### DATA SHOWN

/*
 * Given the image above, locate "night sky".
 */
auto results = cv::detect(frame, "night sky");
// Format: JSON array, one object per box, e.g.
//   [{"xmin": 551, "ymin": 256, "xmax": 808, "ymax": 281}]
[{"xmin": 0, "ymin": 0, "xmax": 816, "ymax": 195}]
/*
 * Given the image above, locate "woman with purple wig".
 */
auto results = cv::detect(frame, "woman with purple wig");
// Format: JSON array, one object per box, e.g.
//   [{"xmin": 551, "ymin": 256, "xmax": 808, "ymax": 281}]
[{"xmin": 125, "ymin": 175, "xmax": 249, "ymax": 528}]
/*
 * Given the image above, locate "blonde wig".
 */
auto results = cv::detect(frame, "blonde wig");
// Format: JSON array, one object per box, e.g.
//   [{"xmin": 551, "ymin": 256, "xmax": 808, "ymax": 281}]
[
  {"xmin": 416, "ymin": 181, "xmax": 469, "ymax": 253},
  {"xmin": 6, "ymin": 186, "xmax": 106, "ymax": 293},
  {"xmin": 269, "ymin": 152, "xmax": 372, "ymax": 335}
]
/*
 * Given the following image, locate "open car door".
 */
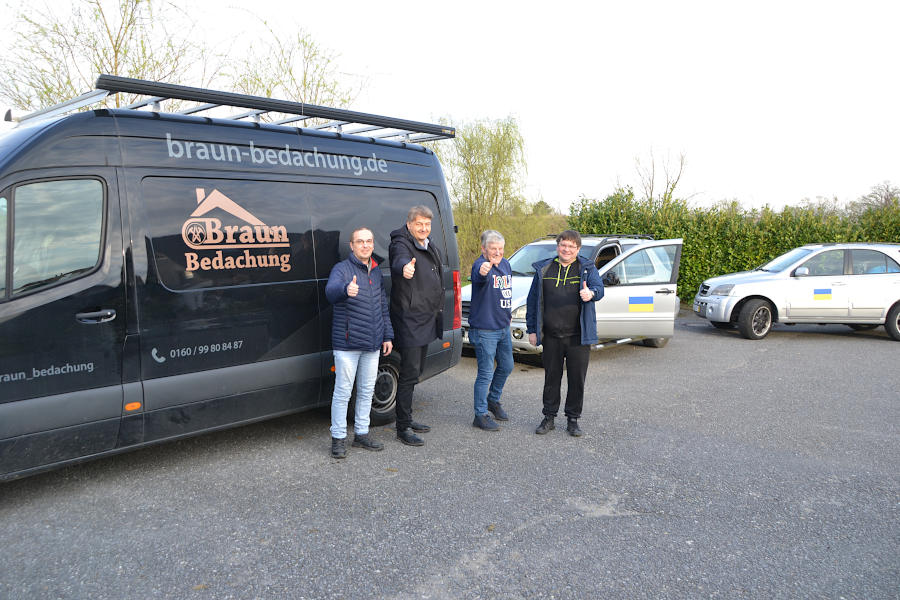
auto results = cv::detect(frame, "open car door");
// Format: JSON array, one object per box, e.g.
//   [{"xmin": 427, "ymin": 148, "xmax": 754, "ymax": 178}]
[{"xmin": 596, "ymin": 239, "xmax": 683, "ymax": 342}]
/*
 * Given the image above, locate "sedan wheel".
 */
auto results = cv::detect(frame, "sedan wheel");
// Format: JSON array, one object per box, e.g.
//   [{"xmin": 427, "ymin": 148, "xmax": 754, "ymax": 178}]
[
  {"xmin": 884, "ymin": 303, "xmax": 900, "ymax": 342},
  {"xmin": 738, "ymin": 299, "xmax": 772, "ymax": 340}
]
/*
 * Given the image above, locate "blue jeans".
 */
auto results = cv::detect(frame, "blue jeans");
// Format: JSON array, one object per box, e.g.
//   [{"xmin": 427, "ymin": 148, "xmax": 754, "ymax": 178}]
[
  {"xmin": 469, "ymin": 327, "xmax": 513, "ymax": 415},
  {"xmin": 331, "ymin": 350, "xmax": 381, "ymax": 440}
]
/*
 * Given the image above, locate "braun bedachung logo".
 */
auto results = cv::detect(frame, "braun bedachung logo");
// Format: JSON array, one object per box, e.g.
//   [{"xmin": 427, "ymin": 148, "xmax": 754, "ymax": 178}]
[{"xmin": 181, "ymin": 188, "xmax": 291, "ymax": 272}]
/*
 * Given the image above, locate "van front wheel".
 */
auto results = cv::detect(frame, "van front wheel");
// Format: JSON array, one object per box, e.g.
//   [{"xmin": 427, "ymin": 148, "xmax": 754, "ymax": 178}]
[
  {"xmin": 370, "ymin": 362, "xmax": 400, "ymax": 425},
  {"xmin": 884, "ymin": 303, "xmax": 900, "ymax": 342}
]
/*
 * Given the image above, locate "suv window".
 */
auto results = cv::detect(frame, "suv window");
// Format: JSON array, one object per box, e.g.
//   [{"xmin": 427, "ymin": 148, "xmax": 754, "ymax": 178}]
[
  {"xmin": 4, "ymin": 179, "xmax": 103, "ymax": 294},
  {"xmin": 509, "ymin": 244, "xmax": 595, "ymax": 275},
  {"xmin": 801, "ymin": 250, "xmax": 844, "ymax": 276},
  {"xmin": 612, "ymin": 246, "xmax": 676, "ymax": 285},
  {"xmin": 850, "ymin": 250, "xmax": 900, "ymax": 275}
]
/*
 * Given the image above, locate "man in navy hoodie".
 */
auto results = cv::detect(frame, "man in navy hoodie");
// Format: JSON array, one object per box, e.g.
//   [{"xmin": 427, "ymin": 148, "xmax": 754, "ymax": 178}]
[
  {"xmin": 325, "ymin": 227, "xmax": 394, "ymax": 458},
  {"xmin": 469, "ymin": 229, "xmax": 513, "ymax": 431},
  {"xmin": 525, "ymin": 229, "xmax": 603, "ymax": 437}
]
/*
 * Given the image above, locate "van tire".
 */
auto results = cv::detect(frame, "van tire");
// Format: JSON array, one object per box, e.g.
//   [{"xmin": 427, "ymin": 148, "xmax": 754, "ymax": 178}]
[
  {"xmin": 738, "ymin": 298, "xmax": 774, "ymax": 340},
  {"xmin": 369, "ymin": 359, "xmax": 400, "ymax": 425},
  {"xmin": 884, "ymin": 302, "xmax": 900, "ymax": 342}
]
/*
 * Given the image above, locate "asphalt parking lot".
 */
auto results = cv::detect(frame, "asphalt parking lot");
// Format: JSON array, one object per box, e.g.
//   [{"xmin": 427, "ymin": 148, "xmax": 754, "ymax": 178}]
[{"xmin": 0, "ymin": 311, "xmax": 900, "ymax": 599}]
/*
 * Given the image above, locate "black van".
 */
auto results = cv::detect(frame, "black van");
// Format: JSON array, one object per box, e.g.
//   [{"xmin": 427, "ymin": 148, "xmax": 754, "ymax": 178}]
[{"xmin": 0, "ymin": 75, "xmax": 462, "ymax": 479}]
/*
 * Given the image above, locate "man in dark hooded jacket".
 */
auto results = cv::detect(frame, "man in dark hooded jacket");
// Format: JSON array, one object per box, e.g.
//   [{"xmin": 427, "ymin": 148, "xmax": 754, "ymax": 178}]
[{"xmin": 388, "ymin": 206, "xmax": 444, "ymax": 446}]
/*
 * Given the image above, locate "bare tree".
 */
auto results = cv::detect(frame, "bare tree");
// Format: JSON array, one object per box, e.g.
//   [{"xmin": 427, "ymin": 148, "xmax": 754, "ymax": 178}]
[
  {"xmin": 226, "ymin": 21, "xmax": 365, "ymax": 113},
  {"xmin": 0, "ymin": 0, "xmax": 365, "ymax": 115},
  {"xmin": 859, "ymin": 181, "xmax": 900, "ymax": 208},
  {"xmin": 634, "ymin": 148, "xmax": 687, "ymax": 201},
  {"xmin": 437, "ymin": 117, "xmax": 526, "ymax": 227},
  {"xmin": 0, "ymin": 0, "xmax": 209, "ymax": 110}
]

### OBJECTIVE
Reproduce the material in full, word for word, and omit the pictures.

### REPLY
/*
 * Given the image above, locate "night sky".
 */
auto results = cv::detect(frame, "night sky");
// Format: JSON array, one object per box, e.g.
//   [{"xmin": 551, "ymin": 256, "xmax": 808, "ymax": 281}]
[{"xmin": 0, "ymin": 0, "xmax": 816, "ymax": 195}]
/*
 * Given the image above, locate "woman with purple wig".
 */
auto results = cv::detect(frame, "woman with purple wig");
// Format: JSON array, one object per box, e.g.
//   [{"xmin": 551, "ymin": 256, "xmax": 808, "ymax": 281}]
[{"xmin": 125, "ymin": 175, "xmax": 249, "ymax": 528}]
/*
 * Given the image above, locate "blonde wig".
 */
auto results = cv::detect(frame, "blonde wig");
// Format: JSON array, one object per box, e.g.
//   [{"xmin": 551, "ymin": 256, "xmax": 808, "ymax": 281}]
[
  {"xmin": 416, "ymin": 181, "xmax": 469, "ymax": 253},
  {"xmin": 6, "ymin": 186, "xmax": 106, "ymax": 293},
  {"xmin": 269, "ymin": 152, "xmax": 372, "ymax": 335}
]
/*
 * Given the following image, locate "open car door".
 */
auto results = cv::detect(frame, "open car door");
// Format: JSON array, one object per box, e.g.
//   [{"xmin": 427, "ymin": 148, "xmax": 754, "ymax": 178}]
[{"xmin": 596, "ymin": 239, "xmax": 683, "ymax": 342}]
/*
 * Given the image above, locate "sedan wheel".
 */
auto results = cv::detect(frame, "sedan wheel");
// Format: JSON array, one object per box, e.g.
//   [{"xmin": 427, "ymin": 148, "xmax": 754, "ymax": 178}]
[
  {"xmin": 884, "ymin": 303, "xmax": 900, "ymax": 342},
  {"xmin": 738, "ymin": 299, "xmax": 772, "ymax": 340}
]
/*
 * Given the image above, locate "blue jeans".
 */
auto results = cv::detect(frame, "blue jeans");
// Format: JSON array, one object per box, e.g.
//   [{"xmin": 427, "ymin": 148, "xmax": 754, "ymax": 178}]
[
  {"xmin": 469, "ymin": 327, "xmax": 513, "ymax": 415},
  {"xmin": 331, "ymin": 350, "xmax": 381, "ymax": 440}
]
/*
 * Given the image above, locate "braun bedachung logo".
 */
auto results = cv::detect(frame, "braun bedachung logo");
// Format: JSON array, one object per box, e.g.
//   [{"xmin": 427, "ymin": 148, "xmax": 754, "ymax": 178}]
[{"xmin": 181, "ymin": 188, "xmax": 291, "ymax": 272}]
/*
 * Given the image above, locate "van front wheel".
 */
auto results = cv::detect(frame, "van front wheel");
// Format: JSON array, one object per box, e.g.
//   [{"xmin": 427, "ymin": 148, "xmax": 754, "ymax": 178}]
[
  {"xmin": 370, "ymin": 362, "xmax": 400, "ymax": 425},
  {"xmin": 884, "ymin": 303, "xmax": 900, "ymax": 342}
]
/*
 * Given the image above, locate "suv window".
 */
auto results = cv::detect(frame, "suv window");
// Format: JSON array, one object per box, e.g.
//   [{"xmin": 427, "ymin": 148, "xmax": 754, "ymax": 178}]
[
  {"xmin": 4, "ymin": 179, "xmax": 103, "ymax": 294},
  {"xmin": 509, "ymin": 244, "xmax": 595, "ymax": 275},
  {"xmin": 801, "ymin": 250, "xmax": 844, "ymax": 276},
  {"xmin": 612, "ymin": 246, "xmax": 676, "ymax": 285},
  {"xmin": 850, "ymin": 250, "xmax": 900, "ymax": 275}
]
/*
 * Given the image above, locate "man in navy hoodie".
 */
auto results = cv::detect(frame, "man in navy hoodie");
// Format: JSON array, one object per box, e.g.
//   [{"xmin": 427, "ymin": 148, "xmax": 754, "ymax": 178}]
[
  {"xmin": 325, "ymin": 227, "xmax": 394, "ymax": 458},
  {"xmin": 469, "ymin": 229, "xmax": 513, "ymax": 431},
  {"xmin": 525, "ymin": 229, "xmax": 603, "ymax": 437}
]
/*
 * Given the image above, locate "van tire".
 */
auto results = cv::detect(frame, "van tire");
// Format: JSON array, one object per box, e.g.
//   [{"xmin": 427, "ymin": 148, "xmax": 754, "ymax": 178}]
[
  {"xmin": 738, "ymin": 298, "xmax": 774, "ymax": 340},
  {"xmin": 369, "ymin": 359, "xmax": 400, "ymax": 425},
  {"xmin": 884, "ymin": 302, "xmax": 900, "ymax": 342}
]
/*
 * Given the image above, locate "asphalt parking lot".
 */
auto results = cv::detect(frame, "asphalt parking lot");
// Format: JSON array, one object per box, e.g.
//   [{"xmin": 427, "ymin": 148, "xmax": 754, "ymax": 178}]
[{"xmin": 0, "ymin": 311, "xmax": 900, "ymax": 599}]
/*
 * Given the image above, locate "black van".
 */
auto results = cv::detect(frame, "black van");
// Format: JSON array, one object per box, e.g.
//   [{"xmin": 427, "ymin": 148, "xmax": 754, "ymax": 178}]
[{"xmin": 0, "ymin": 75, "xmax": 462, "ymax": 479}]
/*
 * Given the image above, locate "man in dark hooded jacket".
 */
auto results = cv::detect(frame, "man in dark hooded jacket");
// Format: JSON array, one object per box, e.g.
//   [{"xmin": 427, "ymin": 148, "xmax": 754, "ymax": 178}]
[{"xmin": 388, "ymin": 206, "xmax": 444, "ymax": 446}]
/*
 * Given the image above, locate "bare tree".
 */
auto results = cv::detect(frame, "bare tree");
// Format: JSON array, one object per box, e.g.
//   [{"xmin": 427, "ymin": 148, "xmax": 754, "ymax": 178}]
[
  {"xmin": 226, "ymin": 21, "xmax": 365, "ymax": 113},
  {"xmin": 0, "ymin": 0, "xmax": 365, "ymax": 115},
  {"xmin": 859, "ymin": 181, "xmax": 900, "ymax": 208},
  {"xmin": 634, "ymin": 148, "xmax": 687, "ymax": 201},
  {"xmin": 437, "ymin": 117, "xmax": 526, "ymax": 227},
  {"xmin": 0, "ymin": 0, "xmax": 209, "ymax": 110}
]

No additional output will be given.